Instructions to follow ▸
Only the lines from the line holding "the dark treeline" to the last line should be output, each exactly as given.

(Stored data)
::::::::::
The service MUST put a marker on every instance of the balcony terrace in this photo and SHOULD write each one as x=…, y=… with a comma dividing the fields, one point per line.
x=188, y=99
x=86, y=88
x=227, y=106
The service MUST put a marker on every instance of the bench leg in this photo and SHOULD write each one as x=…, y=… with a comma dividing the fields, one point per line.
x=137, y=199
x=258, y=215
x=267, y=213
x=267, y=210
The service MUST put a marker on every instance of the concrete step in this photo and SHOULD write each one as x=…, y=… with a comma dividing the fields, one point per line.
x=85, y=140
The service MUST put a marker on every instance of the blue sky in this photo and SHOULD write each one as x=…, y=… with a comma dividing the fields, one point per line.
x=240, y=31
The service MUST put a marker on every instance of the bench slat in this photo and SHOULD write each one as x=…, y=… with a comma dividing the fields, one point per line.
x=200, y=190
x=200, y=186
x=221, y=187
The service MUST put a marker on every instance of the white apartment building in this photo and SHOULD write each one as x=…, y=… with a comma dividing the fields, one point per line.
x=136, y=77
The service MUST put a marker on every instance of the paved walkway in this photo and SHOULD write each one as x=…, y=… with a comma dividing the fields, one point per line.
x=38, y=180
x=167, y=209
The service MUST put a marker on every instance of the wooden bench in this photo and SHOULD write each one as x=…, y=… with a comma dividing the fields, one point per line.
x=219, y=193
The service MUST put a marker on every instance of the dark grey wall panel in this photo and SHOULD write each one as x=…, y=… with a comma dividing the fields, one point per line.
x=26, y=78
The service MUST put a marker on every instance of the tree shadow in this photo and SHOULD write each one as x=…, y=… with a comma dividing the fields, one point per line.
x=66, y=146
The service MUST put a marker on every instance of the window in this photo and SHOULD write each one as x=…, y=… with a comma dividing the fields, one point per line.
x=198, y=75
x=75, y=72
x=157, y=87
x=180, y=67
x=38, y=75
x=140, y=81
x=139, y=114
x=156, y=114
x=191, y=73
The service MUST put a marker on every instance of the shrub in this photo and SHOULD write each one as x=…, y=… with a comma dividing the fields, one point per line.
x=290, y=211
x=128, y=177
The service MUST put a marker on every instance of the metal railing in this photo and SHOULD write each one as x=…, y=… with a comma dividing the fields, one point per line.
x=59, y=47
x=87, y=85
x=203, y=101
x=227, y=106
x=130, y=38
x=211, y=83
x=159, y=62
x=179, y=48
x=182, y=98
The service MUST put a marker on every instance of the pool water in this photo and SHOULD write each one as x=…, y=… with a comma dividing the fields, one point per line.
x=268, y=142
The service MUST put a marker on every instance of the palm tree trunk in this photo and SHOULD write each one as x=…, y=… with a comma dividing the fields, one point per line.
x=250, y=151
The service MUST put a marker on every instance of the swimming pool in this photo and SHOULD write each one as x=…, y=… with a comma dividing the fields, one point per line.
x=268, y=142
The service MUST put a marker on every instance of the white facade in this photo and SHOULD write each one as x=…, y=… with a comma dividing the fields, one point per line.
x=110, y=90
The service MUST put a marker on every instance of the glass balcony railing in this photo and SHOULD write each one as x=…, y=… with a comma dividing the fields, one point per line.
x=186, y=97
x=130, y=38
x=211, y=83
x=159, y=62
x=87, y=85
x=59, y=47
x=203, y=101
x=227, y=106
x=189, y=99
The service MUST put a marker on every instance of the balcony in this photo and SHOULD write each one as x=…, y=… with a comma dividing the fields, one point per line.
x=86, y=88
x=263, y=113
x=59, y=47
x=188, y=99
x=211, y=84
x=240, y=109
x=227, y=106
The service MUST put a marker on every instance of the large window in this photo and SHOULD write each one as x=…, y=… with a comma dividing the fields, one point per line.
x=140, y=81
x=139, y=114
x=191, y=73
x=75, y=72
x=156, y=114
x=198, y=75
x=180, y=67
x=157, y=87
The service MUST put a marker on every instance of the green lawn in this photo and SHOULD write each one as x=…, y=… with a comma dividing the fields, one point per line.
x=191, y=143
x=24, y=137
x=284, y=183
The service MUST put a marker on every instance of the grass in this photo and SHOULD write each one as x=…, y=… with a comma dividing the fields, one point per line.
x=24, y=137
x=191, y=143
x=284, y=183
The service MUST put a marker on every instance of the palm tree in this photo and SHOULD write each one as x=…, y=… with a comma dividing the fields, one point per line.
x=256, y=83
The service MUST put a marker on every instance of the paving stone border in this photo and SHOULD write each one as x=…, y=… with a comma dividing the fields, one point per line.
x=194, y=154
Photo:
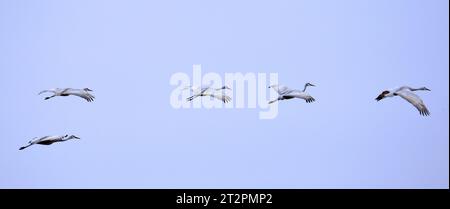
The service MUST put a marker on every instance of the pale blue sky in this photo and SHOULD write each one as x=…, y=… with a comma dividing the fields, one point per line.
x=132, y=138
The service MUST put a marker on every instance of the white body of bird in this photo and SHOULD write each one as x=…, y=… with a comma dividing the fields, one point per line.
x=208, y=91
x=83, y=93
x=406, y=93
x=47, y=140
x=287, y=93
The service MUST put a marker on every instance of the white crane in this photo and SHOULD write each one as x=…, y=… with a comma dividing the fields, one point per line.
x=208, y=91
x=286, y=93
x=47, y=140
x=406, y=93
x=83, y=93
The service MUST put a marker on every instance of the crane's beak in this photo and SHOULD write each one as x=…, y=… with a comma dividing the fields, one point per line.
x=380, y=97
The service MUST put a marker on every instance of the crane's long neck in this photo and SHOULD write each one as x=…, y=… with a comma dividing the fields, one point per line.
x=420, y=89
x=304, y=89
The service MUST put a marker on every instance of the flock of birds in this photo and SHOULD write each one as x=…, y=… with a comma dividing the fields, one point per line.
x=284, y=93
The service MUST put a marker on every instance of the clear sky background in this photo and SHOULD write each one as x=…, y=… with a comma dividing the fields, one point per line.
x=132, y=138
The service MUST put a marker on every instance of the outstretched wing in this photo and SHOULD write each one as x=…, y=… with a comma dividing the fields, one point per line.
x=414, y=100
x=222, y=97
x=301, y=95
x=47, y=91
x=83, y=94
x=280, y=89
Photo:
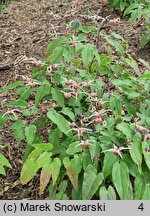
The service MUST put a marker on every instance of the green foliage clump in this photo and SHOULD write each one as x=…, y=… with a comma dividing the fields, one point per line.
x=137, y=9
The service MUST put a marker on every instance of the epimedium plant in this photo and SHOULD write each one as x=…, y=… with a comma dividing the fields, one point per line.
x=136, y=9
x=89, y=127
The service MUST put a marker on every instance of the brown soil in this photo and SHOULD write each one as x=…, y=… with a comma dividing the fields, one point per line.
x=26, y=28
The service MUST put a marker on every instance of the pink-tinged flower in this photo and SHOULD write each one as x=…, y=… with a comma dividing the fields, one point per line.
x=116, y=150
x=85, y=143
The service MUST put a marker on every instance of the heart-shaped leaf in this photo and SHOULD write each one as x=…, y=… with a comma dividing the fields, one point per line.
x=73, y=168
x=120, y=175
x=91, y=182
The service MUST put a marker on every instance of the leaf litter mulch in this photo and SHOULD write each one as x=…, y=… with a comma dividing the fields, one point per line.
x=26, y=29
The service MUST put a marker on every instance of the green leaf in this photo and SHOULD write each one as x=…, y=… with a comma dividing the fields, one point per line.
x=91, y=182
x=43, y=146
x=139, y=187
x=55, y=43
x=4, y=161
x=103, y=193
x=29, y=169
x=73, y=168
x=43, y=158
x=56, y=56
x=130, y=192
x=55, y=169
x=30, y=133
x=133, y=169
x=60, y=121
x=116, y=106
x=109, y=160
x=146, y=195
x=45, y=177
x=87, y=54
x=136, y=150
x=42, y=91
x=145, y=147
x=57, y=96
x=111, y=193
x=18, y=124
x=114, y=43
x=125, y=129
x=120, y=175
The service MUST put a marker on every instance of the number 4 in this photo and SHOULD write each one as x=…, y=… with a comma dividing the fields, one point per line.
x=141, y=207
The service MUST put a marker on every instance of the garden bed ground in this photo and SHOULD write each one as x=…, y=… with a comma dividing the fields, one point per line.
x=26, y=28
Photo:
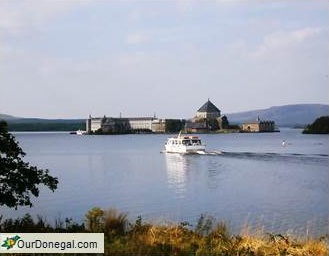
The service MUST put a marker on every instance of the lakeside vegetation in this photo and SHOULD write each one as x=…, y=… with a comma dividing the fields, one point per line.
x=206, y=237
x=319, y=126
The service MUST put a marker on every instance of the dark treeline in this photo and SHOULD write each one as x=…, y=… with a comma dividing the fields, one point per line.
x=319, y=126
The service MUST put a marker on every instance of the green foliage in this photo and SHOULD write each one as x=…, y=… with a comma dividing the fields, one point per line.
x=209, y=238
x=18, y=180
x=319, y=126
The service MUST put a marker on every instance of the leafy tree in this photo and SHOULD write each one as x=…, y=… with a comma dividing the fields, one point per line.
x=319, y=126
x=18, y=180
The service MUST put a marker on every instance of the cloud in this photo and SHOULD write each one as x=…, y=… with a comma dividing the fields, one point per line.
x=283, y=41
x=17, y=16
x=136, y=38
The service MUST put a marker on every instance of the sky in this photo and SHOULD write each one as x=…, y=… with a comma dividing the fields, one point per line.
x=75, y=58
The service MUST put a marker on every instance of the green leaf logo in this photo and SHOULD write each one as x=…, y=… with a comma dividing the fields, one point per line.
x=10, y=242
::::::::::
Exercise solution ▸
The service MUST put a marker on every instance of the dark treeline in this photo and SHOULD write each one as x=…, y=… with a comma dividing the fields, one point per line.
x=319, y=126
The service MUST put a marker on every instance of the green foliage in this photo and SHOULD write each one as x=…, y=… with a comma dividing the fields, one point per line.
x=209, y=238
x=18, y=180
x=319, y=126
The service MUST put a marker on every instance of the leafy tree in this photo and SHOULD write each one as x=…, y=… with a comma dividing the fields, one point per line.
x=319, y=126
x=18, y=180
The service MUST put a marker on every instance of the cloud in this photo and SHOULD write each one as x=…, y=… with a comma dividing the fields, one point per line.
x=283, y=41
x=17, y=16
x=136, y=38
The service MUST put a marker on every instance of the sky in this photo and SHOULD write each one as x=…, y=… with a comma dividing the fields, one point per line.
x=75, y=58
The service MUST put a marker on every instance of the green leaf logo in this photo and SHOULD write each one as x=…, y=… with a comma dividing the fields, one point per line.
x=10, y=242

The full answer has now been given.